** Opening SELECTED EXTRACT block **

Some have concluded that a paranoid Castro walked into a trap laid by Bush. After 44 years of economic siege, mercenary invasion, assassination attempts, terrorist attacks and biological warfare from their northern neighbor, it might be thought the Cuban leadership had some reason to feel paranoid. But perhaps significantly, the US has in the past few weeks adopted a more cooperative stance, returning 15 hijackers to Cuba and warning Cubans that they should only come to the US through "existing legal channels", which allow around 20,000 visas a year.
And however grim the Cuban crackdown, it beggars belief that the denunciations have been led by the US and its closest European allies in the "war on terror". Not only has the US sentenced five Cubans to between 15 years and life for trying to track anti-Cuban, Miami-based terrorist groups and carried out over 70 executions of its own in the past year, but (along with Britain) supports other states, in the Middle East and Central Asia for example, which have thousands of political prisoners and carry out routine torture and executions. And, of course, the worst human rights abuses on the island of Cuba are not carried under Castro's aegis at all, but in the Guantanamo base occupied against Cuba's will, where the US has interned 600 prisoners without charge for 18 months, who it now plans to try in secret and possibly execute - without even the legal rights afforded to Cuba's jailed oppositionists.

** Closing SELECTED EXTRACT block **
** Opening EXTRACTED ENTRIES block **

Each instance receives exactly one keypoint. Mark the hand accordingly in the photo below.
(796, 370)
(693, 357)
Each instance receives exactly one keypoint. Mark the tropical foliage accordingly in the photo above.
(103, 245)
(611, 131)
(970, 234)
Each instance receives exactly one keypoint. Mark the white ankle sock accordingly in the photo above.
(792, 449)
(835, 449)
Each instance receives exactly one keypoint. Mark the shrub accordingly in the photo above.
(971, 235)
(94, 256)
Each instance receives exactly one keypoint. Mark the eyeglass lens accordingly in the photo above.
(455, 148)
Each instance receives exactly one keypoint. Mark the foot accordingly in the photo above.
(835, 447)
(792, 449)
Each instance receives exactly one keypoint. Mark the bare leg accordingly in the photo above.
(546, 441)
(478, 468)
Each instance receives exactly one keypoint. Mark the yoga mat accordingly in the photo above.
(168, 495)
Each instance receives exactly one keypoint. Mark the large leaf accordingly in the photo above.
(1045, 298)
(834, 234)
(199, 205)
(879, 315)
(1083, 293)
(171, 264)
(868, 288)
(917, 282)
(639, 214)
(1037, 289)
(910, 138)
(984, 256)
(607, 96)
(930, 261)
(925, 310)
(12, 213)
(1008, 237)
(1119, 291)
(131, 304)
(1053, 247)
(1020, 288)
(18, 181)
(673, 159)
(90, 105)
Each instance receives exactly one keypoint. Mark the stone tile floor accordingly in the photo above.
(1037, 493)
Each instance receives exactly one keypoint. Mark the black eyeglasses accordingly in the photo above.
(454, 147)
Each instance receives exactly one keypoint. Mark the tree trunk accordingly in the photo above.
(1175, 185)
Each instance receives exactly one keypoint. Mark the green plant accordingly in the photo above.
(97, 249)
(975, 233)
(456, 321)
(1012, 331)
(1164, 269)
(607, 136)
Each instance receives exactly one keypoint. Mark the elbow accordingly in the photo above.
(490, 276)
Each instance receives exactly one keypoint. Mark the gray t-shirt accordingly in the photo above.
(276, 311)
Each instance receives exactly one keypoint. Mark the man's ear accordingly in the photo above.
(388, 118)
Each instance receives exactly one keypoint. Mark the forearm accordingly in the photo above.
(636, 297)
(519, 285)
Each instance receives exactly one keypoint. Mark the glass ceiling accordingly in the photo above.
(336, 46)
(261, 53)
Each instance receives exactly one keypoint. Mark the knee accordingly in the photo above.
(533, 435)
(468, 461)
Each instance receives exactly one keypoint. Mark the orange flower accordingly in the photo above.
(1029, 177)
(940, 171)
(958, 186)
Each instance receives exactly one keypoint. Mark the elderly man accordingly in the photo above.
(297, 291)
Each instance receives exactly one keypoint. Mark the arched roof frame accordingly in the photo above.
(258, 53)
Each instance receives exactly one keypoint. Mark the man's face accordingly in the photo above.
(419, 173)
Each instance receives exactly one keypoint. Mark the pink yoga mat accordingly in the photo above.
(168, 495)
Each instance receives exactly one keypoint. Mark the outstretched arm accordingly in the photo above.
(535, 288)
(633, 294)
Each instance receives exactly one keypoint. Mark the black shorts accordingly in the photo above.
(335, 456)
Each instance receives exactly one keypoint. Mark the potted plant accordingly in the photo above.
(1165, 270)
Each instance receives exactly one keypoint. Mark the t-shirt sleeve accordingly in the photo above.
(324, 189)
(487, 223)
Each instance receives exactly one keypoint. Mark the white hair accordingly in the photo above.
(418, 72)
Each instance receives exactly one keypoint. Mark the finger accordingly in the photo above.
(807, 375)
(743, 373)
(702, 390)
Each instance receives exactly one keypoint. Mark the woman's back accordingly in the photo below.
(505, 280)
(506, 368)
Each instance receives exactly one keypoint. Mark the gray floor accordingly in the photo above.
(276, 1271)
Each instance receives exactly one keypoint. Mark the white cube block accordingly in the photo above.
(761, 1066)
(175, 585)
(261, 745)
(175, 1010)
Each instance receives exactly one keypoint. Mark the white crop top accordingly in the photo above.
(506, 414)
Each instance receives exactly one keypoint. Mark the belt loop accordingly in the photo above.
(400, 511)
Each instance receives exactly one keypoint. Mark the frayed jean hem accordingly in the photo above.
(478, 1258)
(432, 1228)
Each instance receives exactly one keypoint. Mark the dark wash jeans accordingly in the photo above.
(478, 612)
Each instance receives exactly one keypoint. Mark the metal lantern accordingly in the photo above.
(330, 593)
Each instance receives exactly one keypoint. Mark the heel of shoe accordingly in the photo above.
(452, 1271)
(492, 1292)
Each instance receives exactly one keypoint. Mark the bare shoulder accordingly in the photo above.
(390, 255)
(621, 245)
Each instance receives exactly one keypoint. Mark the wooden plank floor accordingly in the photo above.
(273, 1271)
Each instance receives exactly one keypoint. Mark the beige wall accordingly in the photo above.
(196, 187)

** Closing EXTRACTED ENTRIES block **

*TASK 1*
According to the passage on Cuba and the US, how many prisoners has the US interned at Guantanamo without charge, and for how long?
*TASK 2*
Continue the passage on Cuba and the US from the point where it stops.

*ANSWER SECTION 1*
600 prisoners, for 18 months.

*ANSWER SECTION 2*
Which only goes to reinforce what has long been obvious: that US hostility to Cuba does not stem from the regime's human rights failings, but its social and political successes and the challenge its unyielding independence offers to other US and western satellite states. Saddled with a siege economy and a wartime political culture for more than 40 years, Cuba has achieved first world health and education standards in a third world country, its infant mortality and literacy rates now rivaling or outstripping those of the US, its class sizes a third smaller than in Britain - while next door, in the US-backed "democracy" of Haiti, half the population is unable to read and infant mortality is over 10 times higher. Those, too, are human rights, recognized by the UN declaration and European convention. Despite the catastrophic withdrawal of Soviet support more than a decade ago and the social damage wrought by dollarization and mass tourism, Cuba has developed biotechnology and pharmaceutical industries acknowledged by the US to be the most advanced in Latin America. Meanwhile, it has sent 50,000 doctors to work for free in 93 third world countries (currently there are 1,000 working in Venezuela's slums) and given a free university education to 1,000 third world students a year. How much of that would survive a takeover by the Miami-backed opposition?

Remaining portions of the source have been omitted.